Psychologists talk about autobiographical, episodic, semantic, and working memories. Our autobiographical memory is about the chain of episodic memories over the years that we hold about ourselves. Episodic memory can recall events from the past with all the associated emotions. Eve kept the pain she felt when she broke her leg in her episodic memory. Let us suppose she could keep many such events in her autobiographical memory. We keep all the facts such as the names of people and locations stored in our semantic memory. Eve as an early human might not have had a very good autobiographical memory if she could not place events of her life stored in episodic memories in the right order and at the proper locations. We call our working memory to help us in our daily life. When we need to find someone’s name in a list alphabetically ordered, we need to remember the last location of the list that we had already searched.

The existences that we discussed are different from our memories. Habits are not our long-term memories. People who cannot form short-term memories too can learn habits by simply repeating them. Habits are stored in a more primitive area in the brain. In other words, this part of the brain developed before more advanced parts of our brain. Thus, autobiographical existence is more than autobiographical memory.

Biographies That are Surrealistic

Frequently, people who write biographies vividly describe events in their subject’s life. Usually, nobody other than the subject, himself or herself, would know the circumstances and causes leading to certain events in life. Using imagination to fill in the gaps may seem fictionalising a biographical sketch. We read many biographies of the same person due to various interpretations put forward by biographers. But none of us can ever know the dark secrets of people’s autobiographical existence. In the case of our fictional Eve, we can only assume why she collected all the pebbles, but would not know why for sure. She did not tell anyone. She was the only one who knew every crease and all the wrinkles on her face.

▶ [EXERCISE AIM] Reproduce the passage on memory word for word, starting at "Frequently, people who" and ending at "on her face.". The lines that follow come from a different source than the passage on memory.

▶ [DATA EXCERPTS]
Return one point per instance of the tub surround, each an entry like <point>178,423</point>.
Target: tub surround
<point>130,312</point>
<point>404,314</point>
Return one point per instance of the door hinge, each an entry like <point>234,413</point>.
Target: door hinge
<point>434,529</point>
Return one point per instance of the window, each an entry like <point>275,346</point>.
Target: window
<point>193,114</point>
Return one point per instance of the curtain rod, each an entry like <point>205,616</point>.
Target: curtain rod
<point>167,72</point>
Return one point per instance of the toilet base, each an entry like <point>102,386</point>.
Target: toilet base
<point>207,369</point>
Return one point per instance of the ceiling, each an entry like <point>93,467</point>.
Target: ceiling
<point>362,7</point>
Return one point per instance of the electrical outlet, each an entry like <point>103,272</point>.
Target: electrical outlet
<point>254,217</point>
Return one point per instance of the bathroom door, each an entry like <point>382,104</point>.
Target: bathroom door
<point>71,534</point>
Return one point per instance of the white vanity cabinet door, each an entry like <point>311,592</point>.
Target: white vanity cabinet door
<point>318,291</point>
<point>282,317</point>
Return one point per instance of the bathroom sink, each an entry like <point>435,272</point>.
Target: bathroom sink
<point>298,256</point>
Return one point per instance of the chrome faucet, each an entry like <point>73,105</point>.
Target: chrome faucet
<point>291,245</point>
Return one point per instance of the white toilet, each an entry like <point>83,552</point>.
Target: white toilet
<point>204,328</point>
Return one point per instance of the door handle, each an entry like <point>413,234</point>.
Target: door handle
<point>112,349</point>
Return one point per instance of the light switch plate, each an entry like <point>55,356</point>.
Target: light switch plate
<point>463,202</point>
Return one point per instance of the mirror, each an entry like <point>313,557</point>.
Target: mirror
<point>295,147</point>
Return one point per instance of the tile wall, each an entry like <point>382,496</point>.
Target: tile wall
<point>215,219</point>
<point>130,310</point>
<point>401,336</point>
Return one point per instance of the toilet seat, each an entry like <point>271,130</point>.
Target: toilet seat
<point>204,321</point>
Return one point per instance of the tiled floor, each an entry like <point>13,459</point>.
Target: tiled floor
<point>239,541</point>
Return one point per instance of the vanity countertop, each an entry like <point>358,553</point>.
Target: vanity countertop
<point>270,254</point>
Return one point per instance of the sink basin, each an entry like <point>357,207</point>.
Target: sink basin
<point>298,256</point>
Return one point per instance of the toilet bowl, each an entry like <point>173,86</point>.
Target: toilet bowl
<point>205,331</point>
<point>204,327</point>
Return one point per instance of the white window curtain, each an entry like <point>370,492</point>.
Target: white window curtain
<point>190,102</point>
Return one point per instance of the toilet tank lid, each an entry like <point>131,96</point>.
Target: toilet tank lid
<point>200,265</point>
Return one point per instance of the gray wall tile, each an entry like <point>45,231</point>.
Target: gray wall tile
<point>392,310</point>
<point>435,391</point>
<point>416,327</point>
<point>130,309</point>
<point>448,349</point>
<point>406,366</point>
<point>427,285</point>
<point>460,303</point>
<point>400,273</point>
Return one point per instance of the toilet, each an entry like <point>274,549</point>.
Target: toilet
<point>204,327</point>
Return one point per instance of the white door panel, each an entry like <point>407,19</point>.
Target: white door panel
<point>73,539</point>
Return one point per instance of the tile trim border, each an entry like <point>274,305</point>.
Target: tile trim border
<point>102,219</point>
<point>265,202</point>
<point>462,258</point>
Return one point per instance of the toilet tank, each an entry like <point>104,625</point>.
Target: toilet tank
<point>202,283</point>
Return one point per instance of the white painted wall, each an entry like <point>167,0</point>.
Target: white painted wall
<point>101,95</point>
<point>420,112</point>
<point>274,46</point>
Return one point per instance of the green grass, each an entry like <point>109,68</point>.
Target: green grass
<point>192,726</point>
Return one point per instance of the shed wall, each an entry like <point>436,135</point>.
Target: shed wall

▶ [WRITTEN SOLUTION]
Frequently, people who write biographies vividly describe events in their subject’s life. Usually, nobody other than the subject, himself or herself, would know the circumstances and causes leading to certain events in life. Using imagination to fill in the gaps may seem fictionalising a biographical sketch. We read many biographies of the same person due to various interpretations put forward by biographers. But none of us can ever know the dark secrets of people’s autobiographical existence. In the case of our fictional Eve, we can only assume why she collected all the pebbles, but would not know why for sure. She did not tell anyone. She was the only one who knew every crease and all the wrinkles on her face.